- _取り組む課題_
**A.** プラセボの副作用を扱った本文から、「不眠9.6%、頭痛7.2%、」から「のでこれだけの副作用がでる。」までのすべてを一字も変えずに書き写しなさい。
**B.** プラセボの副作用を扱った本文の最後の文を受けて、その続きを書き進めなさい。

- _文書本文_
----
不眠9.6%、頭痛7.2%、便秘6.4%、アカシジア(そわそわして落ち着かなくなる)5.6%、下痢5.6%、嘔吐4.8%、悪心4.0%、よだれ2.4%
AMAZE試験より

なんの薬でしょう?
そしてこの薬を飲みたいと思いますか?

 


正解はプラセボ、つまり偽物の薬である。なんの作用もないとされるものでこれだけの副作用がでる。

 

有害事象と副作用の違い

重要なので有害事象と副作用の違いを先に説明しておく。

副作用とは、医薬品との因果関係が否定されない医薬品の使用により生じた有害な反応です。一方、因果関係の有無を問わず、単に医薬品の使用によって生じたあらゆる好ましくない有害な反応を有害事象と呼びます。
日本ジェネリック製薬協会より

簡単に言えば、薬を使用中に起きた悪いことすべては有害事象である。それが薬で起こされたものであろうとなかろうと、症状であろうと全く関係がない。

一方 医師が薬が原因ではないと判断したもの以外が副作用である。「薬が原因ではないと思うけどな~」は副作用と見なされる。有害事象は完全に何でもありである。風邪、癌、統合失調症など目を疑うようなものが並ぶ。誰でも風邪をひくだろうし、薬で癌が起きるなら画期的だし、統合失調症の人に使う薬なのに統合失調症になったって・・・などと突っ込みどころ満載なことが多い。

さらに困ったことに、一般的に薬の副作用として紹介されるものは、医学用語としての副作用ではなく有害事象であることが多く、薬が原因であろうとなかろうと関係がない。


プラセボ(偽物の薬)でこれだけの副作用が出る理由はいくつか考えられる。

1.副作用と症状は区別が難しい

の、副作用と症状の区別が難しいということが大きく影響していると考えられる。

もの忘れ、便秘、口渇、そわそわ、いらいら、めまい、過食など、これらは薬で起きるときもあれば、症状で起きるときもよくある。また薬が無かった時代から、回復過程での体重増加や長期経過でのジスキネジア(体が勝手に動く)は良くあった。薬で起きた副作用なのか、症状なのか区別がつかないまま、多くの症状が副作用として報告され、添付文書に記載されていく。
----
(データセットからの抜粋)
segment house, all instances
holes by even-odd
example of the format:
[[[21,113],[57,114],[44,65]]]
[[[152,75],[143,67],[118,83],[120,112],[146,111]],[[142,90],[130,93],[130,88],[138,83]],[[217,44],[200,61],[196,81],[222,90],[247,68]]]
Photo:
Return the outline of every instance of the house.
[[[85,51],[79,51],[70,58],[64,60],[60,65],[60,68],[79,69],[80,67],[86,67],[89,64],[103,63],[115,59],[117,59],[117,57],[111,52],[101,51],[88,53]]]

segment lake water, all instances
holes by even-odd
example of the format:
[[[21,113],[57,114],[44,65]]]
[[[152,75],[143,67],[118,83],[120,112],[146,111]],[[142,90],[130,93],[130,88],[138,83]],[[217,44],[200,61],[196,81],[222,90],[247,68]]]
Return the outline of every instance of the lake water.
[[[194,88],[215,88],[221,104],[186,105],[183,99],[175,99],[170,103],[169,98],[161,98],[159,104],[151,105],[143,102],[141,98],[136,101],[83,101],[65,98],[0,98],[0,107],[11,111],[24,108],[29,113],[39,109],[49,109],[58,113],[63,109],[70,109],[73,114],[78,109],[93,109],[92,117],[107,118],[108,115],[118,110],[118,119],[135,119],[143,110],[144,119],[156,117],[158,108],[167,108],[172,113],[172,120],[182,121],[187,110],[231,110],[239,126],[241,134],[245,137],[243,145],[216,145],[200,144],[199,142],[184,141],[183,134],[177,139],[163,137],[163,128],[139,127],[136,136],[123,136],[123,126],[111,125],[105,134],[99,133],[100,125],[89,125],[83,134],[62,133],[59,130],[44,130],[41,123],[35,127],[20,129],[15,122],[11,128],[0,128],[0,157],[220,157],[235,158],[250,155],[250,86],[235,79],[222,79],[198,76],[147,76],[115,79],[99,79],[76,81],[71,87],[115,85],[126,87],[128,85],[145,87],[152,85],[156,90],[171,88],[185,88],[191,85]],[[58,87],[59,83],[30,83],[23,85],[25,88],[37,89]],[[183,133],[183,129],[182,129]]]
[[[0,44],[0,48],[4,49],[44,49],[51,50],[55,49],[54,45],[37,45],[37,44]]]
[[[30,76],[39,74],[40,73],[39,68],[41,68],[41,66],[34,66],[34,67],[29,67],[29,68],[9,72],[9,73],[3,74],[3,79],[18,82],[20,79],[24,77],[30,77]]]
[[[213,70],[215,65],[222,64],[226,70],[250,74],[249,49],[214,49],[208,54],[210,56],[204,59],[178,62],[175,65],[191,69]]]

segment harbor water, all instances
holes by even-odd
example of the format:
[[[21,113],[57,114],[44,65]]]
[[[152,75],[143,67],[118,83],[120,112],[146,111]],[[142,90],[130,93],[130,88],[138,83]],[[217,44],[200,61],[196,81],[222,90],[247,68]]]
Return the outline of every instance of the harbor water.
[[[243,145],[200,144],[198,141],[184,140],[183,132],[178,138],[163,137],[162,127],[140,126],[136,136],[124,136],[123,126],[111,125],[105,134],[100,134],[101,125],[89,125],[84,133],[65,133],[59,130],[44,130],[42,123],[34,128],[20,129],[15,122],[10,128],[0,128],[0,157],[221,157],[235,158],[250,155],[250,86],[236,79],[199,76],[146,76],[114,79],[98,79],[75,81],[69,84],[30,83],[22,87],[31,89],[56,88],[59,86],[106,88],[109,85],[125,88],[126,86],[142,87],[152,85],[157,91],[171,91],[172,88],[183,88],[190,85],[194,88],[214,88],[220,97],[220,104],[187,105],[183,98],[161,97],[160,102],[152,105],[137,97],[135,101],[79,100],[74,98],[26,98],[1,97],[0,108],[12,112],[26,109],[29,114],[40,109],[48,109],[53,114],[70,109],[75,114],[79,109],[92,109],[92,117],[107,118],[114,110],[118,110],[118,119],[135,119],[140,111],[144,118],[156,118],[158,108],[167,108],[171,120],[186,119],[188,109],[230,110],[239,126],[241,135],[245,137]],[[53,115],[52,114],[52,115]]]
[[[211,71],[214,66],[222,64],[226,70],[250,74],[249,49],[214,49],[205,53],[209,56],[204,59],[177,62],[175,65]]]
----
- _課題別の結果_
**A.**
不眠9.6%、頭痛7.2%、便秘6.4%、アカシジア(そわそわして落ち着かなくなる)5.6%、下痢5.6%、嘔吐4.8%、悪心4.0%、よだれ2.4%
AMAZE試験より

なんの薬でしょう?
そしてこの薬を飲みたいと思いますか?

 


正解はプラセボ、つまり偽物の薬である。なんの作用もないとされるものでこれだけの副作用がでる。

**B.**
2.副作用は説明すれば説明するほど 起こりやすくなる

臨床研究では事前に十分な副作用の説明が行われる。細かく説明を受けることでちょっとした変化でも敏感に気付き、早めに対処できるようになるというメリットは大きい。しかし精神科で使う薬は、副作用は開始1~2週間後が1番強くその後減少していき、効果は開始1~2週間後から出てくることが多い。

知らなければ、あまり気にしない内に副作用が軽減し消えることは良くある。知っていて意識しすぎることで、知らなければ気が付かなかったことが気になり、副作用に苦しむことが増える。また本当は症状なのに副作用と思い薬を飲むことが怖くなり、飲めずに薬の恩恵を受けれなくなることもある。

事前に十分な副作用の説明することのデメリットも大きい。そして副作用は知れば知るほど怖くなる。


ある薬の副作用

発疹(皮膚にぶつぶつができる)、発赤、かゆみ、悪心、嘔吐、食欲不振、めまい、興奮、けいれん、排尿困難

まれに下記の重篤な症状
ショック:服用後すぐに、じんましん、胸苦しさ、冷や汗、息苦しさ
スティーブンス・ジョンソン症候群:高熱、発疹・発赤、火傷様の水ぶくれ
肝機能障害
間質性肺炎:空咳、息切れ、呼吸困難、発熱
喘息
呼吸抑制

これを読んで、この薬を飲もうと思う人はいるだろうか?

この薬は新ルルAゴールドDX。市販の風邪薬である。他の市販薬も病院で出される薬も様々な副作用がある。副作用がないと主張している民間療法の「薬」は、実質的に何も入っていないか、データーを取っていないかどちらかであって、副作用は当然ある。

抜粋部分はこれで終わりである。